■ Data provided:
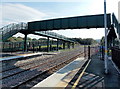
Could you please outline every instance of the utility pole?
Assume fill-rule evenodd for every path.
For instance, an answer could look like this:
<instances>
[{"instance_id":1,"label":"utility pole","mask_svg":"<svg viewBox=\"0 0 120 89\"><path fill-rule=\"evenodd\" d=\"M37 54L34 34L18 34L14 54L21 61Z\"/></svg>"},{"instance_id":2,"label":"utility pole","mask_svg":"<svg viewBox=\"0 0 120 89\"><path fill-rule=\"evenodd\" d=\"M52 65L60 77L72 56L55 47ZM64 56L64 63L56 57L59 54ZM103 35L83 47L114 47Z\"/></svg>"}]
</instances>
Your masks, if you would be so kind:
<instances>
[{"instance_id":1,"label":"utility pole","mask_svg":"<svg viewBox=\"0 0 120 89\"><path fill-rule=\"evenodd\" d=\"M105 73L108 73L108 57L107 57L107 16L106 16L106 0L104 0L104 28L105 28Z\"/></svg>"}]
</instances>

■ Task to complete: Copy every entry above word for word, leaving out the pictures.

■ Full solution:
Could you please outline every instance of the utility pole?
Assume fill-rule evenodd for every path.
For instance, an answer could look like this:
<instances>
[{"instance_id":1,"label":"utility pole","mask_svg":"<svg viewBox=\"0 0 120 89\"><path fill-rule=\"evenodd\" d=\"M37 54L34 34L18 34L14 54L21 61Z\"/></svg>"},{"instance_id":2,"label":"utility pole","mask_svg":"<svg viewBox=\"0 0 120 89\"><path fill-rule=\"evenodd\" d=\"M52 65L60 77L72 56L55 47ZM64 56L64 63L56 57L59 54ZM103 35L83 47L114 47Z\"/></svg>"}]
</instances>
Your masks, if you would be so kind:
<instances>
[{"instance_id":1,"label":"utility pole","mask_svg":"<svg viewBox=\"0 0 120 89\"><path fill-rule=\"evenodd\" d=\"M105 73L108 73L108 57L107 57L107 16L106 16L106 0L104 0L104 28L105 28Z\"/></svg>"}]
</instances>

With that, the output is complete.